Task requirements –
1 – According to the abstract, how is the leakage modeled?
2 – Reproduce the abstract word for word, from "We concentrate on" through "leak information independently.".

Text provided –
——
Abstract
We initiate the study of the leakage-resilience of the information-theoretic key distribution schemes. Such schemes, originally proposed in the 1980s, have recently attracted a lot of interest in the systems community. This is because, due to their extreme efficiency, they can be executed on low-cost devices such as sensors, where the use of the public-key cryptography is infeasible. We argue that the study of leakage resilience of such schemes is particularly well-motivated, since, unlike more expensive devices, the sensors (or other similar devices) are unlikely to be physically resilient to leakage.
We concentrate on the classical scheme of Blom (CRYPTO 1982), since it is known to be optimal in a large class of such schemes. We model the leakage as an input-shrinking function. In this settings we show that Blom’s scheme is leakage-resilient in a very strong model, where the adversary can (1) compromise completely some nodes in a “standard” way, and (2) leak information jointly from the remaining nodes. The amount leakage that we can tolerate can be up to \((0.5 - \epsilon )\) of the total amount of information on the leaking nodes. We also show that this bound is optimal, by providing an attack that breaks the scheme if more leakage is available to the adversary. This attack works even in a weaker model, where the nodes leak information independently.
——
Raw records –
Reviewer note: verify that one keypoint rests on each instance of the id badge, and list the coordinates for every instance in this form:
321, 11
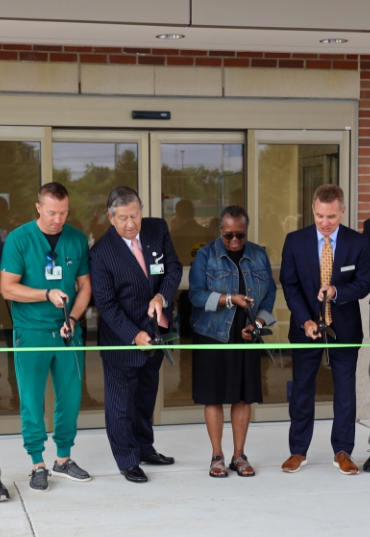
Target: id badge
56, 275
157, 268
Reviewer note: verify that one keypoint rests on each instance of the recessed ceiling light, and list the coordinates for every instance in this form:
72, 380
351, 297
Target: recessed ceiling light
170, 36
335, 41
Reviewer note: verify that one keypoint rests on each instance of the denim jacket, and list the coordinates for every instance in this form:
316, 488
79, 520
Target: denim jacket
213, 274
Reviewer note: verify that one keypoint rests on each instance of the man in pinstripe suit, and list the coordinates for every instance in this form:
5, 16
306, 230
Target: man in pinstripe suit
128, 285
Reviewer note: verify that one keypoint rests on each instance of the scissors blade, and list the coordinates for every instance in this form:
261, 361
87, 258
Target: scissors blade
167, 354
260, 339
169, 337
327, 350
330, 332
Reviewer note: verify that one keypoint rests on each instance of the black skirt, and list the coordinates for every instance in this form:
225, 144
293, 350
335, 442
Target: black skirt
226, 377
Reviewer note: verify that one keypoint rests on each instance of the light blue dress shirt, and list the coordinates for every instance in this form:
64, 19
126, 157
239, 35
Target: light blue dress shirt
333, 242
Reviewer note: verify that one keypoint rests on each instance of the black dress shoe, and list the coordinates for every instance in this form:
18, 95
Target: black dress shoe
158, 458
366, 466
135, 474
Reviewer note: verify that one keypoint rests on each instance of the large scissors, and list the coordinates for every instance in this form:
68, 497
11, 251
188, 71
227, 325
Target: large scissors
322, 327
69, 334
257, 332
161, 339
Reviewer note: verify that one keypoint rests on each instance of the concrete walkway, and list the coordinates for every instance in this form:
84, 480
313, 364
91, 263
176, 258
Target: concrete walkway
181, 500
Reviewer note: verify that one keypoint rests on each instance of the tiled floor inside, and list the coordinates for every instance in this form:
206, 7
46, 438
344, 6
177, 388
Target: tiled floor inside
182, 500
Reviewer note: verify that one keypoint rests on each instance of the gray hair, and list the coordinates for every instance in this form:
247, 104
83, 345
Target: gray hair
122, 195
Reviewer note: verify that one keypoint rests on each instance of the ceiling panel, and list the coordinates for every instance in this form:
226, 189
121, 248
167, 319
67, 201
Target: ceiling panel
310, 14
101, 35
119, 11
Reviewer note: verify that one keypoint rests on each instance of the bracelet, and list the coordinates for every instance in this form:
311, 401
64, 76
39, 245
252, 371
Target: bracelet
228, 302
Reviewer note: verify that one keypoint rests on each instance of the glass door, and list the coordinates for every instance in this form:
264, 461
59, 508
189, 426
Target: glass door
285, 168
90, 165
193, 177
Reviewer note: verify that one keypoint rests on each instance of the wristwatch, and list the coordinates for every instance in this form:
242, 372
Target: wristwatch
164, 301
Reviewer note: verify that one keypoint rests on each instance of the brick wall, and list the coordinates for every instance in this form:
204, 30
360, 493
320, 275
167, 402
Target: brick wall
219, 58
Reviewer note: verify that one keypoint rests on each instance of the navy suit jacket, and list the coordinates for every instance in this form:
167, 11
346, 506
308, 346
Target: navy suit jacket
122, 292
300, 279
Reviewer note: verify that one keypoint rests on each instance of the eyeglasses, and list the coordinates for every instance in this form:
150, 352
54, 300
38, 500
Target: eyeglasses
230, 236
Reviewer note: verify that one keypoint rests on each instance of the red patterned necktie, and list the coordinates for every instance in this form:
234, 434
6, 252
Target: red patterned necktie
326, 271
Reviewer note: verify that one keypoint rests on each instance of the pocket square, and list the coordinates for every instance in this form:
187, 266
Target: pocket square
345, 269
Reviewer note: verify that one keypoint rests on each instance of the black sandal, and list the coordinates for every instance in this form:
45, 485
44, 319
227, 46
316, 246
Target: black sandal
239, 469
219, 463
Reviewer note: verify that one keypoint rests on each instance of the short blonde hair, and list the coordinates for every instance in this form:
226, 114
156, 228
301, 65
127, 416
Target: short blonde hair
328, 194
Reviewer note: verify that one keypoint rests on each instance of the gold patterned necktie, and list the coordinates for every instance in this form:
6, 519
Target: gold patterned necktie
326, 271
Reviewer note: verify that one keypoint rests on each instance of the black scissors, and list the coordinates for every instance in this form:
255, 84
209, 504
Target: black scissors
257, 332
69, 333
161, 339
322, 327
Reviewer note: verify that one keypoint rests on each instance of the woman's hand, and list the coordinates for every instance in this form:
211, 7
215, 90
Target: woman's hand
241, 300
245, 332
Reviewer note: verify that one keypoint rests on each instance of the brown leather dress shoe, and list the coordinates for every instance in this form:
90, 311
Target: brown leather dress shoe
294, 463
344, 462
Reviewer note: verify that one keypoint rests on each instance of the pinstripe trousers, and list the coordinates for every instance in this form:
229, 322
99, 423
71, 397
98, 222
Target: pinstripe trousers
130, 394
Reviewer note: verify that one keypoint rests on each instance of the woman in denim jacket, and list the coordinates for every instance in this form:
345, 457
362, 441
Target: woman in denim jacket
224, 275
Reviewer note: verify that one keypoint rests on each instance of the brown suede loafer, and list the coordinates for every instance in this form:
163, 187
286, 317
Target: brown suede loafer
294, 463
344, 462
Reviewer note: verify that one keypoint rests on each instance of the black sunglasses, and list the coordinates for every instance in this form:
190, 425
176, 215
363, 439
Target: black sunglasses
230, 236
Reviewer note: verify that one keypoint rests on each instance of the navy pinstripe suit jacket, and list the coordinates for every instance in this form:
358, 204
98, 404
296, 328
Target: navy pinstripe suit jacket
122, 292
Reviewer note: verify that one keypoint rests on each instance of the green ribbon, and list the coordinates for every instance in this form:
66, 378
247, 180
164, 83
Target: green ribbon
232, 346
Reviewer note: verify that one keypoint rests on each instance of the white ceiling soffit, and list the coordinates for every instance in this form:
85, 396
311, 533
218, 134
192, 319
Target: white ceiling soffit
118, 11
137, 23
305, 14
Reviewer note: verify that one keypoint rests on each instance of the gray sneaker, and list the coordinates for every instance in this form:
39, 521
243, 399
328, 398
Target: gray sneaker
39, 479
4, 494
70, 470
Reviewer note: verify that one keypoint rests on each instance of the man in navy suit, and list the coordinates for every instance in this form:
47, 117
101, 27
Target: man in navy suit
134, 271
350, 281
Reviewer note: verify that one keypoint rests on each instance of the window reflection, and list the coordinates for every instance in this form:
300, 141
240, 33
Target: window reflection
20, 180
90, 171
198, 181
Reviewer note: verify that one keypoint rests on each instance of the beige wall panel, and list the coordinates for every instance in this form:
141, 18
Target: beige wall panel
195, 81
117, 79
353, 14
310, 83
136, 11
39, 77
211, 113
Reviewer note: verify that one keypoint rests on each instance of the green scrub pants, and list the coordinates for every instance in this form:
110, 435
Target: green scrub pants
32, 369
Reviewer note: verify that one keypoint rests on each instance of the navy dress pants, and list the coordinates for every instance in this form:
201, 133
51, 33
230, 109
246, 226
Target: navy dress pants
130, 394
306, 364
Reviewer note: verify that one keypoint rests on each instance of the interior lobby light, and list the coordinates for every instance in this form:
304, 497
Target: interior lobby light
334, 41
170, 36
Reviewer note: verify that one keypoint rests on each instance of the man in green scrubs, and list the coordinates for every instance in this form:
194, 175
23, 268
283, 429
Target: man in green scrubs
43, 262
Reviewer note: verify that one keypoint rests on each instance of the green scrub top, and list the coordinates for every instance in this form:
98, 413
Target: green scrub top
24, 253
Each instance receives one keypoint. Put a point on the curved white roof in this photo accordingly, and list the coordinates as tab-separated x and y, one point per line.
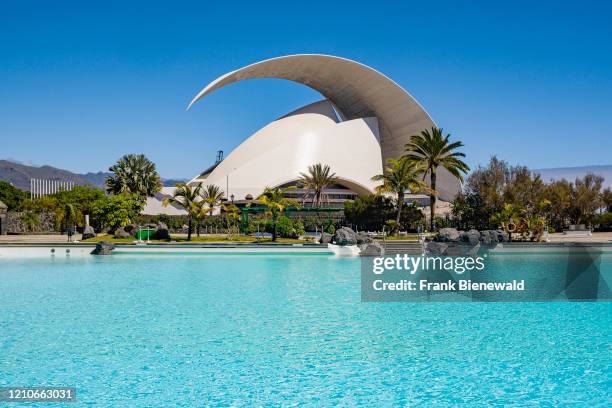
356	89
359	92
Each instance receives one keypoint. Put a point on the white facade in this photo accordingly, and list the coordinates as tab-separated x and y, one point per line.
365	119
279	152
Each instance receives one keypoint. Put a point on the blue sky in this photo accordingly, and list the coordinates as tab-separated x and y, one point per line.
82	83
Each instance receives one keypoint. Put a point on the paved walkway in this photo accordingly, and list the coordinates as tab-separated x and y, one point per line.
57	239
595	237
36	239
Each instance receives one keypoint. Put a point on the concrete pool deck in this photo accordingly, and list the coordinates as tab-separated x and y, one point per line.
596	237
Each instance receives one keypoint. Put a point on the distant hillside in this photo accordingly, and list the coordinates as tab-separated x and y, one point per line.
19	175
571	173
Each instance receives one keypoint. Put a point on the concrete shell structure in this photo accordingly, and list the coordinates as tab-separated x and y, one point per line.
365	119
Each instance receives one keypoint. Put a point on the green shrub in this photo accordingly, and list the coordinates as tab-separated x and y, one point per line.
12	196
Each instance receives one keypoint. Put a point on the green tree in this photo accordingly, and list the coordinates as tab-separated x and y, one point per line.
231	213
187	197
317	179
369	212
118	210
432	150
12	196
275	201
135	174
560	194
587	198
398	177
210	198
508	218
30	220
606	197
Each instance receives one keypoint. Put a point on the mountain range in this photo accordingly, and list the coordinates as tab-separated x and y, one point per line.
19	174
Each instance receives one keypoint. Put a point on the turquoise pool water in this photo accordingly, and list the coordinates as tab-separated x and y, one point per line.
254	330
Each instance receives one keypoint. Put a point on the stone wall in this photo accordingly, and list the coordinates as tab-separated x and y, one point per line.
15	225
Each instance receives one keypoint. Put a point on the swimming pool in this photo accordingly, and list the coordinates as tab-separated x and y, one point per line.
166	330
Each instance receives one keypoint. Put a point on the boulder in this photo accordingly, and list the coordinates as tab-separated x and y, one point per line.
162	233
131	228
103	248
462	249
489	237
325	238
88	232
472	237
345	236
436	248
448	235
122	233
363	238
502	236
371	249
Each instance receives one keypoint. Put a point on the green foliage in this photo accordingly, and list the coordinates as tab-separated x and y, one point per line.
275	202
287	228
68	206
469	211
432	150
187	197
118	210
30	220
560	202
12	196
400	176
173	222
134	174
604	221
392	227
318	178
371	213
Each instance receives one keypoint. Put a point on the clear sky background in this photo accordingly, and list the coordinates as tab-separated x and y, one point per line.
82	83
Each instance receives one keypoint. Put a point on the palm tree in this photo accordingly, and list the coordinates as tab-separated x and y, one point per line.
232	213
400	175
186	197
134	173
211	197
274	200
318	178
432	150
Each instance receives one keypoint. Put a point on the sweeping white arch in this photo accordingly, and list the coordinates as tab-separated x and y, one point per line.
357	90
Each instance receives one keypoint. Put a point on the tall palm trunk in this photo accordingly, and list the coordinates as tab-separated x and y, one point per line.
432	204
400	205
274	221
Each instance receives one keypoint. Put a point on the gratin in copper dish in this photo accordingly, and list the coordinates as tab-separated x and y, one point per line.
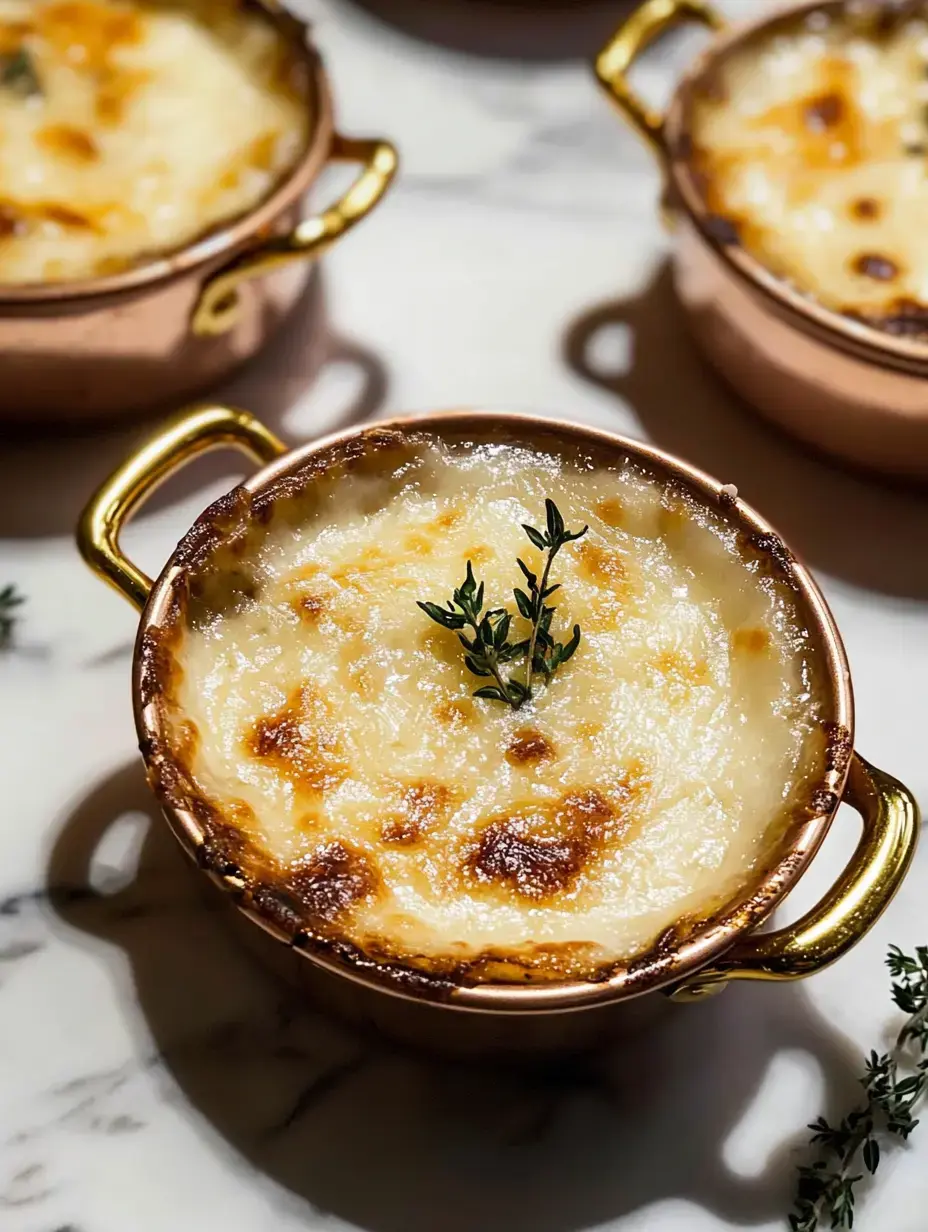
687	962
173	325
834	382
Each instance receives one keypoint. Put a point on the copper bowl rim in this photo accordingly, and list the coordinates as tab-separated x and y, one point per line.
865	341
659	967
227	239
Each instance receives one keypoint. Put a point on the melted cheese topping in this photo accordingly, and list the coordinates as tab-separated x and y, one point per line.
814	142
333	723
127	129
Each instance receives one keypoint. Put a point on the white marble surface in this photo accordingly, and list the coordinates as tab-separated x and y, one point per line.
150	1078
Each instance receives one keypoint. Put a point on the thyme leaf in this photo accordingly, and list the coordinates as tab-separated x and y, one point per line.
827	1188
10	599
19	74
487	646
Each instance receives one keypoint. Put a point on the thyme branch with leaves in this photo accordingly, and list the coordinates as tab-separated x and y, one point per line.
488	649
10	599
827	1188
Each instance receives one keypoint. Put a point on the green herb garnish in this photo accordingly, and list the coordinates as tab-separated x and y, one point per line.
489	648
10	600
17	73
827	1188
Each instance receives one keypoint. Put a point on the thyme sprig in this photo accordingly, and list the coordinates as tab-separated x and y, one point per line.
17	73
827	1188
10	599
545	654
488	648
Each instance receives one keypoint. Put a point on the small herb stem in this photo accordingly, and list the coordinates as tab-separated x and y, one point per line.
913	1026
491	659
536	624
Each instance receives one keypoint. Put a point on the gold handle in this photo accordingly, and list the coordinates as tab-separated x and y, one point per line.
645	25
848	911
184	436
218	306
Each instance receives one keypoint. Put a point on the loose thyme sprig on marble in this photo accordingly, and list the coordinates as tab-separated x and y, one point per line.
10	599
489	648
894	1083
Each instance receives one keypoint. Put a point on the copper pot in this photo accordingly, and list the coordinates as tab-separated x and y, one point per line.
150	335
684	966
838	385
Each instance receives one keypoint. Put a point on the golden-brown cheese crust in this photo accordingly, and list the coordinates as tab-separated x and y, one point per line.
130	128
809	145
539	853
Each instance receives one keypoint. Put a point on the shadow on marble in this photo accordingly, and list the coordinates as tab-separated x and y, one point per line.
519	30
47	476
862	529
391	1142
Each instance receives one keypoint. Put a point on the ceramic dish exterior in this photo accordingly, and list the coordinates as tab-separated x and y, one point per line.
683	965
150	335
834	382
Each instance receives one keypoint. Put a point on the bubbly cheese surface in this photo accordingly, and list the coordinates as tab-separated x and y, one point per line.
812	141
323	715
127	129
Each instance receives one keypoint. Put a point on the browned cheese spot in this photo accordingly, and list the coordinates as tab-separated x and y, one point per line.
751	641
603	566
301	742
672	516
333	880
822	112
529	747
418	543
450	519
874	265
455	713
611	510
424	805
68	142
907	318
12	36
541	850
865	210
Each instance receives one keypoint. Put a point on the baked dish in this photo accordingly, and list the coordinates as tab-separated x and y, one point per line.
130	128
325	736
810	148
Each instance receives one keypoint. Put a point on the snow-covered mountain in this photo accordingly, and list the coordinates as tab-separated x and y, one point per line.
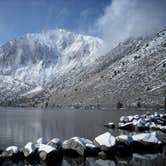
63	69
28	63
36	58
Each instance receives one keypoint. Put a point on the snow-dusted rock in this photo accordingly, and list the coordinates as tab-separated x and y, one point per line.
44	150
126	126
13	153
124	138
12	150
75	145
105	139
30	152
110	125
146	138
40	140
55	143
28	149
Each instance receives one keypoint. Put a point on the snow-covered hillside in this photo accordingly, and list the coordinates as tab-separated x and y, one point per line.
63	69
36	59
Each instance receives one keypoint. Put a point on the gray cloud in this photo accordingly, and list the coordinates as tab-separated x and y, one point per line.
131	18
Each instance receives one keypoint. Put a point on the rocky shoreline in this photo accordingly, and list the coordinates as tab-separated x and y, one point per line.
144	140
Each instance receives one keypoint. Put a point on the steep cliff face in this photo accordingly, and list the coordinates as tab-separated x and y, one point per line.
63	69
131	75
29	63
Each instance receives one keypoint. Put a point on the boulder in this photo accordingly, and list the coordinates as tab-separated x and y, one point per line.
13	153
110	125
56	143
105	140
126	126
74	147
45	150
146	142
41	140
30	152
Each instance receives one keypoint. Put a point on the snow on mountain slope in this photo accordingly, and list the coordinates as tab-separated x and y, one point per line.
36	59
133	74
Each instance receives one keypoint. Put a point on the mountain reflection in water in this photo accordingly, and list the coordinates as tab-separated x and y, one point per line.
20	125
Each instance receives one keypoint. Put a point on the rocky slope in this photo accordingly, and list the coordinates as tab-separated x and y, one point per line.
29	63
131	75
64	69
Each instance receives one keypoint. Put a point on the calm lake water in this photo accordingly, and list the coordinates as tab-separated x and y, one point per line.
20	125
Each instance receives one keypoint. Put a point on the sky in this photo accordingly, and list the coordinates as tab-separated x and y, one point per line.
112	20
18	17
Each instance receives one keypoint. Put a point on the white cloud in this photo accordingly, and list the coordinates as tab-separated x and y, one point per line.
131	18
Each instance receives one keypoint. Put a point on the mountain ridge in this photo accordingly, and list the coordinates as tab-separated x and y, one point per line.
130	75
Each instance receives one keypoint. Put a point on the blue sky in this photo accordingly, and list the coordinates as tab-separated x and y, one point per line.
18	17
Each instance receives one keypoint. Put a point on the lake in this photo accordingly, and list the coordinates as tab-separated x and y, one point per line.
20	125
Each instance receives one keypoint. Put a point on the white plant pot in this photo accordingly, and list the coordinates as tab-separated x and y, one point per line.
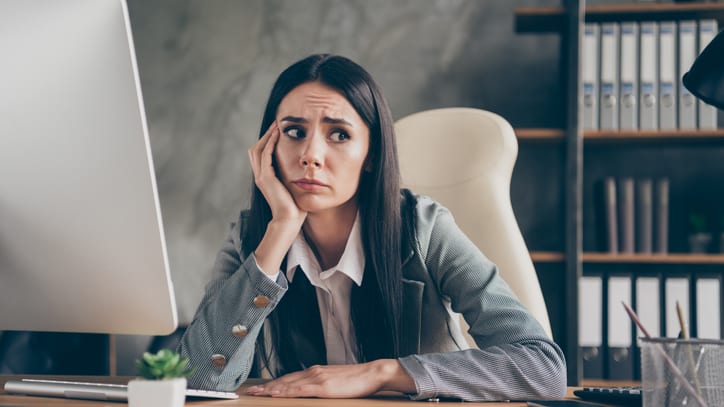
157	393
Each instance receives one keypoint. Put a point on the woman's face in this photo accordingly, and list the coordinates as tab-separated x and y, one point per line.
323	147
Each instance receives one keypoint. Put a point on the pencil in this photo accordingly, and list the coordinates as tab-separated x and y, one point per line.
667	359
682	321
689	352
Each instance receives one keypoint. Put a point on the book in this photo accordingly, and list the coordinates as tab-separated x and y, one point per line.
627	215
662	215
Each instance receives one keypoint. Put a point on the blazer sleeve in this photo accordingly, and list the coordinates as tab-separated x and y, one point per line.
220	341
515	360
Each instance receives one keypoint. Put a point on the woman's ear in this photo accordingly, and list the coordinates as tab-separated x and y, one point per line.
368	164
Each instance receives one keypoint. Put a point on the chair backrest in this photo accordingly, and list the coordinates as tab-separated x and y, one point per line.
464	159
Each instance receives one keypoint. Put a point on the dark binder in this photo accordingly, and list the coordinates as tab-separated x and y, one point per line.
605	207
644	216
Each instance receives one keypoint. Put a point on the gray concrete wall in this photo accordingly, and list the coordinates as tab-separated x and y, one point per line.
207	66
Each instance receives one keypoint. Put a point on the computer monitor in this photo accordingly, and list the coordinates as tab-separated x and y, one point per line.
82	247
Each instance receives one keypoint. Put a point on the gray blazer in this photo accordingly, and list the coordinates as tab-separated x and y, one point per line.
444	272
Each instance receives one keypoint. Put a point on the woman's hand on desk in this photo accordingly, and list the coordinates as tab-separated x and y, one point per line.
340	381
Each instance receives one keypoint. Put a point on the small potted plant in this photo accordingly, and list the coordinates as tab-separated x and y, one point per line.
700	237
161	382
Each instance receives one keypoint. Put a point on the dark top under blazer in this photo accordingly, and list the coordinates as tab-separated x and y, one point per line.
443	272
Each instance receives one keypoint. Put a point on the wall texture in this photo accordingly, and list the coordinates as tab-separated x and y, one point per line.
207	66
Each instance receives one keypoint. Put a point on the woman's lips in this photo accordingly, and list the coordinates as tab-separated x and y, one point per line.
309	184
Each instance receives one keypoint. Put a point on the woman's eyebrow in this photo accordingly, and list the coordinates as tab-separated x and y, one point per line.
332	120
293	119
326	119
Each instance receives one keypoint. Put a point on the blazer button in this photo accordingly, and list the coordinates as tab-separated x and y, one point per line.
218	360
239	331
261	301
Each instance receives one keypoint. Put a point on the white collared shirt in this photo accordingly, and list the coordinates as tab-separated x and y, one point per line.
334	289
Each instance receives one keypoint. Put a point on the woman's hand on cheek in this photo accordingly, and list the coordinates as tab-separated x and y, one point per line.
339	381
277	196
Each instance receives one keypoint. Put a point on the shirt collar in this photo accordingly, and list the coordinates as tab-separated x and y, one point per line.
352	262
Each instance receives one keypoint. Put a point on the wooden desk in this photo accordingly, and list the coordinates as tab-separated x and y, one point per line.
383	400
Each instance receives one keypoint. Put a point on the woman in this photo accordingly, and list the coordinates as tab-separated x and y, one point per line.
356	278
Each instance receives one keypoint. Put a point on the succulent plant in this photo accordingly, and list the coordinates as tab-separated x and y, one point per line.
165	364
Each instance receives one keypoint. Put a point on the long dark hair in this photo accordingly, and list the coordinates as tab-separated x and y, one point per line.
376	304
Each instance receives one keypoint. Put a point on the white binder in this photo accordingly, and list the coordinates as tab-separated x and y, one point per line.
609	76
590	311
590	325
648	76
668	80
628	91
590	76
687	54
620	361
707	113
708	308
647	305
676	289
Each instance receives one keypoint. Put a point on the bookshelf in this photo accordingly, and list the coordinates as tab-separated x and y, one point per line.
565	265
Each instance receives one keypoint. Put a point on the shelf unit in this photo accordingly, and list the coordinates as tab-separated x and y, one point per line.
567	21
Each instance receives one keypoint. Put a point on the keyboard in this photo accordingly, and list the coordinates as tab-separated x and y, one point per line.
94	391
618	395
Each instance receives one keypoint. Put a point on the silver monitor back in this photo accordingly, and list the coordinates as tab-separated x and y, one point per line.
81	238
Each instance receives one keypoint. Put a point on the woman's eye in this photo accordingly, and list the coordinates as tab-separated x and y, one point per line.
339	135
294	132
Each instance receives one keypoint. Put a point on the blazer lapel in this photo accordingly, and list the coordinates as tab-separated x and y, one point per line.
411	317
302	311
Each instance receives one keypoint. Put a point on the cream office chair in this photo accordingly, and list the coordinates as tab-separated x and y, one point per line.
464	158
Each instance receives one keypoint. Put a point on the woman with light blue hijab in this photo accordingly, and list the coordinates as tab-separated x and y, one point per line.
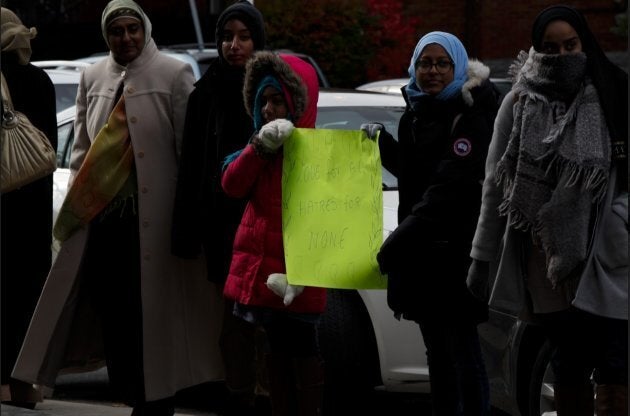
——
Written responses –
1 – As an input-shrinking function.

2 –
We concentrate on the classical scheme of Blom (CRYPTO 1982), since it is known to be optimal in a large class of such schemes. We model the leakage as an input-shrinking function. In this settings we show that Blom’s scheme is leakage-resilient in a very strong model, where the adversary can (1) compromise completely some nodes in a “standard” way, and (2) leak information jointly from the remaining nodes. The amount leakage that we can tolerate can be up to \((0.5 - \epsilon )\) of the total amount of information on the leaking nodes. We also show that this bound is optimal, by providing an attack that breaks the scheme if more leakage is available to the adversary. This attack works even in a weaker model, where the nodes leak information independently.